**YOUR INSTRUCTIONS**
Rewrite the items below, changing every "instance" to "object" and leaving everything else as it is.

----------------

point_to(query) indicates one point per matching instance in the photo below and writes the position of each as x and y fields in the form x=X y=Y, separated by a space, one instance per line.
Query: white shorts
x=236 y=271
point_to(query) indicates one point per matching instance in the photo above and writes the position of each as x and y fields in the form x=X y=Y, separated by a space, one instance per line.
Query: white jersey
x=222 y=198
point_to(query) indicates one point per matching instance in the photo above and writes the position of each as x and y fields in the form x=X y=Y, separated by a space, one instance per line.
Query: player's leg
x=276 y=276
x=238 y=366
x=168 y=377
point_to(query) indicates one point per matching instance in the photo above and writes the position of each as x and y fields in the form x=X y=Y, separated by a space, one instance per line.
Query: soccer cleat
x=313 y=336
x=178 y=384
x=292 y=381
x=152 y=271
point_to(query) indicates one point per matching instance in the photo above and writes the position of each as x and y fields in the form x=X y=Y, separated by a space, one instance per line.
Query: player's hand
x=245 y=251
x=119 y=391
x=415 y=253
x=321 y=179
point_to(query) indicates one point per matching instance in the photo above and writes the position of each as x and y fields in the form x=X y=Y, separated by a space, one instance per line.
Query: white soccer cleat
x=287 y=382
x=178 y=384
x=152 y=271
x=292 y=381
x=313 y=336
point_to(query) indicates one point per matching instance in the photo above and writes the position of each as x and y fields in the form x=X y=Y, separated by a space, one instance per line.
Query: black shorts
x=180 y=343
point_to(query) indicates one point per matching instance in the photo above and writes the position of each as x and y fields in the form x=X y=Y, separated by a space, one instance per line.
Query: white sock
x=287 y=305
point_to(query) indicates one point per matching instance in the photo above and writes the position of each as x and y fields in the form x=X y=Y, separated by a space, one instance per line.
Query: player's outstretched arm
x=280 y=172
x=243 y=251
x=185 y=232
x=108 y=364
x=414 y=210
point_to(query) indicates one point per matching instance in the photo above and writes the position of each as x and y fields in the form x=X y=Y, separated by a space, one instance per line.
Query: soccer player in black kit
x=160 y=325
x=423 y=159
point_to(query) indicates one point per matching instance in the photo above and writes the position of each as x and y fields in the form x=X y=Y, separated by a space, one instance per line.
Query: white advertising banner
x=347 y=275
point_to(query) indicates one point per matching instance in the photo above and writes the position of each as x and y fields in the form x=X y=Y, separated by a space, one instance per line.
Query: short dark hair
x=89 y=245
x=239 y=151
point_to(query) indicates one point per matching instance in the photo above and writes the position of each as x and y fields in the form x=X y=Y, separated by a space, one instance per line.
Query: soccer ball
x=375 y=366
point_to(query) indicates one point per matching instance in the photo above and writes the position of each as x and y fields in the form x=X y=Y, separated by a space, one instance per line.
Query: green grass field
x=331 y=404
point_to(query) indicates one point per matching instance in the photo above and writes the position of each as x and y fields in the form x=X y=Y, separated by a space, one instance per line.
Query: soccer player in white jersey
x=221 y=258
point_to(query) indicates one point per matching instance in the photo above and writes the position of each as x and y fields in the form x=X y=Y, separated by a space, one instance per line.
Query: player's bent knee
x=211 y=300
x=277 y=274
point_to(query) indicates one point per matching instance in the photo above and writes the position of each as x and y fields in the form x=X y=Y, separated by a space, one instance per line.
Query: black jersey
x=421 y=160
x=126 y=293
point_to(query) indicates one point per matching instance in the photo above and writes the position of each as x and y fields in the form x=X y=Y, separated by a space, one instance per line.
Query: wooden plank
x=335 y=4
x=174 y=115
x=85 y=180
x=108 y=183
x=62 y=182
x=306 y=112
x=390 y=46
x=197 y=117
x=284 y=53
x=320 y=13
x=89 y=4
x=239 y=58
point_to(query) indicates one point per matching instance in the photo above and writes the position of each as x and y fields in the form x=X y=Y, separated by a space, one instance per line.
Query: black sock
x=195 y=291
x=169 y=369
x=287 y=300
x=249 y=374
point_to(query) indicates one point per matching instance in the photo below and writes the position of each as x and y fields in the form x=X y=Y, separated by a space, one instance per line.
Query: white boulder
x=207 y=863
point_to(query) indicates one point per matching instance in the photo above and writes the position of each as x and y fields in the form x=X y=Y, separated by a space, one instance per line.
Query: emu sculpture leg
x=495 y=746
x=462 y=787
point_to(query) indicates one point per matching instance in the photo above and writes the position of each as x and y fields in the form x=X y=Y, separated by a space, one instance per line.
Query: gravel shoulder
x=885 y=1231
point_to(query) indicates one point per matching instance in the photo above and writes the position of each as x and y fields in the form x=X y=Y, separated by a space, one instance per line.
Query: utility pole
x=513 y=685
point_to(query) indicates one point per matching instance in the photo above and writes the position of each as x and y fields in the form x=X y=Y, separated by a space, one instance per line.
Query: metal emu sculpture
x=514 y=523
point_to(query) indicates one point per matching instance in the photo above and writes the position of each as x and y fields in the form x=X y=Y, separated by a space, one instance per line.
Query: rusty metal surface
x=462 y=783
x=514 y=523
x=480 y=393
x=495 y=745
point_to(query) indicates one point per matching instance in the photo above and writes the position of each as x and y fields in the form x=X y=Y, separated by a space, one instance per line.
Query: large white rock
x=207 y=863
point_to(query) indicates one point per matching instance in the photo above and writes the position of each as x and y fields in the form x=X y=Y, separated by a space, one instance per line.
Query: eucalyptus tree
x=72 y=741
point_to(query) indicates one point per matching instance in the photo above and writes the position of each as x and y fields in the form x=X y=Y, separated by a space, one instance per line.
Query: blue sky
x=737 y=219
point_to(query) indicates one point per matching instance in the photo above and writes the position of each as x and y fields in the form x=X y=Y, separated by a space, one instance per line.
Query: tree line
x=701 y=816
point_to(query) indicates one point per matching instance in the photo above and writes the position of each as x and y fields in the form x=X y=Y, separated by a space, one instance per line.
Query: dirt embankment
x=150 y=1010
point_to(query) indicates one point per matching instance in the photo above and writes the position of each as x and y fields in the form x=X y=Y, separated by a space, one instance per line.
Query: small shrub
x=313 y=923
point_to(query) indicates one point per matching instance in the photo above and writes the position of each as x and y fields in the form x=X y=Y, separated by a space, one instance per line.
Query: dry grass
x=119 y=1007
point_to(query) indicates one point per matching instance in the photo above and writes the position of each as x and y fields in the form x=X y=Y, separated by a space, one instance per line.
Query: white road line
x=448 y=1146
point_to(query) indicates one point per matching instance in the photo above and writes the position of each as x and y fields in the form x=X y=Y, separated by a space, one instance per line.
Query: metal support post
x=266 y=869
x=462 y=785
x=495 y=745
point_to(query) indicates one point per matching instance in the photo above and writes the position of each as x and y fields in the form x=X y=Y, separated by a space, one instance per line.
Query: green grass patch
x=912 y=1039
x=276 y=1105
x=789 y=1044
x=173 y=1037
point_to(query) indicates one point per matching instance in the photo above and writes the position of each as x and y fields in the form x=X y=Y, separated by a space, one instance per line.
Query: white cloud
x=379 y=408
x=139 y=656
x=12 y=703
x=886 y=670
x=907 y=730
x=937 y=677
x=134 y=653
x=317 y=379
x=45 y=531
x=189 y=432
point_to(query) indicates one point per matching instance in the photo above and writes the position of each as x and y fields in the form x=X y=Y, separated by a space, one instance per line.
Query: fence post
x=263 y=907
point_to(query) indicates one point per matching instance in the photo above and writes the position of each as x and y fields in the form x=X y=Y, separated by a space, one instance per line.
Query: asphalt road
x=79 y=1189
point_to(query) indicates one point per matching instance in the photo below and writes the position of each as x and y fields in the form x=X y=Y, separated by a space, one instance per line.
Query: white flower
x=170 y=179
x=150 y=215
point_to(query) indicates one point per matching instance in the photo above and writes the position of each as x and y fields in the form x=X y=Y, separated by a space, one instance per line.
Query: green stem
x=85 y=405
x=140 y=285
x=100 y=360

----------------

**FULL RESPONSE**
point_to(query) indicates one point per matching object in the photo below and writes the position of each as x and y fields in the form x=X y=Y, separated by a space, one object per line.
Query: white shorts
x=236 y=271
point_to(query) indicates one point per matching object in the photo above and writes the position of each as x and y fields in the form x=X y=Y, separated by a space, one object per line.
Query: white jersey
x=222 y=198
point_to(query) indicates one point per matching object in the photo above and writes the position of each as x and y fields in the form x=X y=Y, separated by a space, one object per line.
Query: player's leg
x=276 y=276
x=238 y=366
x=168 y=377
point_to(query) indicates one point per matching object in the photo above and writes the position of each as x and y fields in the form x=X y=Y, separated by a space, one object per line.
Query: soccer cleat
x=313 y=336
x=178 y=384
x=292 y=381
x=152 y=271
point_to(query) indicates one point per matching object in the photo above and writes the position of each as x and y fields in the form x=X y=Y, separated by a space, one object per line.
Query: player's hand
x=245 y=251
x=119 y=391
x=415 y=253
x=321 y=179
point_to(query) indicates one point per matching object in the photo above and writes the position of each as x and y fields in the form x=X y=Y, separated by a space, one object per line.
Query: white soccer cleat
x=287 y=382
x=178 y=384
x=152 y=271
x=292 y=381
x=313 y=336
point_to(query) indicates one point per matching object in the photo above and writes the position of each as x and y fields in the form x=X y=Y, separated by a space, one object per line.
Query: black shorts
x=180 y=343
point_to(query) indicates one point per matching object in the photo above and writes the position of each as x and y fields in the form x=X y=Y, separated by a space, one object per line.
Query: white sock
x=287 y=305
point_to(query) indicates one point per matching object in the photo above and writes the position of each as x and y fields in the form x=X y=Y, separated by a space, one object per line.
Query: player's outstretched arm
x=280 y=172
x=243 y=251
x=185 y=232
x=108 y=364
x=414 y=210
point_to(query) indicates one point per matching object in the photo above and writes the position of each as x and y fields in the form x=X y=Y, separated by a space, one object per line.
Query: soccer player in black kit
x=160 y=325
x=423 y=159
point_to(query) indicates one point per matching object in the photo above and writes the position of each as x and y fields in the form x=X y=Y, separated by a space, one object per line.
Query: white advertising banner
x=347 y=275
point_to(query) indicates one point per matching object in the photo above and writes the position of each as x and y fields in the form x=X y=Y, separated by a space, one object per line.
Query: short dark hair
x=89 y=245
x=239 y=151
point_to(query) indicates one point per matching object in the photo above and writes the position of each as x and y fields in the form x=X y=Y, separated by a space, one object per line.
Query: soccer ball
x=375 y=366
point_to(query) indicates one point per matching object in the photo above and writes the position of each as x and y fields in the form x=X y=Y, separated by a space, one object per line.
Query: green grass field
x=331 y=404
point_to(query) indicates one point per matching object in the photo above and writes the position of each as x and y fields in the form x=X y=Y, separated by a space, one object per line.
Query: soccer player in white jersey
x=221 y=258
point_to(query) indicates one point per matching object in the photo above and writes the position of each as x and y fields in the form x=X y=Y, separated by a space, one object per line.
Query: player's bent knee
x=211 y=300
x=277 y=274
point_to(query) indicates one point per matching object in the photo above and writes the position of each as x and y fields in the form x=X y=Y, separated by a space, one object per line.
Query: black jersey
x=421 y=160
x=126 y=293
point_to(query) indicates one point per matching object in the photo above and writes the position of each as x and y fields in the form x=X y=Y, separated by a space, one object per line.
Query: wooden plank
x=335 y=4
x=174 y=115
x=85 y=180
x=108 y=183
x=62 y=182
x=306 y=112
x=390 y=46
x=197 y=117
x=284 y=53
x=320 y=13
x=89 y=4
x=239 y=58
point_to(query) indicates one point per matching object in the photo above and writes the position of each as x and y fields in the form x=X y=Y, separated by a space, one object per line.
Query: black sock
x=195 y=291
x=169 y=369
x=287 y=300
x=249 y=374
point_to(query) indicates one point per matching object in the photo below and writes the position of each as x and y fields in the form x=X y=Y, separated by a space, one object per line.
Query: white boulder
x=207 y=863
point_to(query) indicates one point per matching object in the photo above and writes the position of each as x and y fields in the form x=X y=Y, separated by a space, one object per line.
Query: emu sculpture leg
x=495 y=746
x=462 y=787
point_to(query) indicates one point per matching object in the photo above and writes the position of each as x and y fields in the form x=X y=Y, separated by a space, one object per line.
Query: gravel shoulder
x=885 y=1231
point_to(query) indicates one point per matching object in the photo above and writes the position of each as x and y fields in the form x=X y=Y, separated by a space, one object per line.
Query: utility pole
x=513 y=685
point_to(query) indicates one point per matching object in the photo above and writes the position of each as x and y fields in the form x=X y=Y, separated by a space, one object per line.
Query: metal emu sculpture
x=514 y=523
point_to(query) indicates one point per matching object in the photo above and writes the position of each as x and y fields in the form x=X y=Y, separated by a space, one object per line.
Query: rusty metal surface
x=462 y=783
x=514 y=523
x=480 y=393
x=495 y=745
point_to(query) indicates one point per matching object in the photo above and writes the position of each as x and y fields in the form x=X y=Y, separated by a space, one object per line.
Query: large white rock
x=207 y=863
point_to(query) indicates one point per matching object in the photo above and writes the position of each as x and y fields in the form x=X y=Y, separated by a space, one object per line.
Query: eucalyptus tree
x=72 y=741
point_to(query) indicates one point per matching object in the photo above and writes the position of each as x and y fields in the form x=X y=Y, separated by a space, one object per line.
Query: blue sky
x=737 y=219
point_to(query) indicates one point per matching object in the photo above and writes the position of each as x and y fields in the form x=X y=Y, separated by a space, one object per line.
Query: tree line
x=701 y=816
point_to(query) indicates one point per matching object in the photo above and writes the position of each as x and y fields in the form x=X y=Y, separated by a space, one object per line.
Query: dirt embankment
x=150 y=1010
point_to(query) indicates one point per matching object in the photo above and writes the position of each as x and y fields in the form x=X y=Y, separated by a space, one object per line.
Query: small shrub
x=313 y=923
point_to(query) indicates one point per matching object in the photo above and writes the position of each as x and y fields in the form x=X y=Y, separated by a space, one object per line.
Query: dry grass
x=119 y=1007
point_to(query) indicates one point per matching object in the photo above and writes the position of each as x and y fields in the form x=X y=Y, separated by a space, one object per line.
Query: white road line
x=448 y=1146
point_to(query) indicates one point per matching object in the photo above and writes the position of each as x and y fields in the form x=X y=Y, separated by a space, one object per line.
Query: metal support post
x=266 y=869
x=462 y=785
x=495 y=745
point_to(query) indicates one point per matching object in the photo above and writes the position of each as x and y fields in the form x=X y=Y, separated by a space, one object per line.
Query: green grass patch
x=912 y=1039
x=276 y=1105
x=789 y=1044
x=173 y=1037
point_to(query) indicates one point per matching object in the photo above and writes the position of each as x and y fields in the form x=X y=Y, separated by a space, one object per line.
Query: white cloud
x=379 y=408
x=139 y=656
x=12 y=703
x=886 y=670
x=907 y=730
x=937 y=677
x=134 y=653
x=317 y=379
x=45 y=531
x=189 y=432
point_to(query) indicates one point per matching object in the photo above and writes the position of each as x and y fields in the form x=X y=Y, separated by a space, one object per line.
Query: fence post
x=263 y=907
point_to(query) indicates one point per matching object in the photo above and writes the position of each as x and y fields in the form x=X y=Y, separated by a space, one object per line.
Query: asphalt road
x=79 y=1189
point_to(query) indicates one point per matching object in the photo below and writes the position of each as x and y fields in the form x=X y=Y, separated by a space, one object per line.
Query: white flower
x=170 y=179
x=150 y=215
point_to(query) indicates one point per matching object in the photo above and writes the position of each as x and y fields in the form x=X y=Y, separated by a space, one object per line.
Query: green stem
x=85 y=405
x=140 y=285
x=100 y=360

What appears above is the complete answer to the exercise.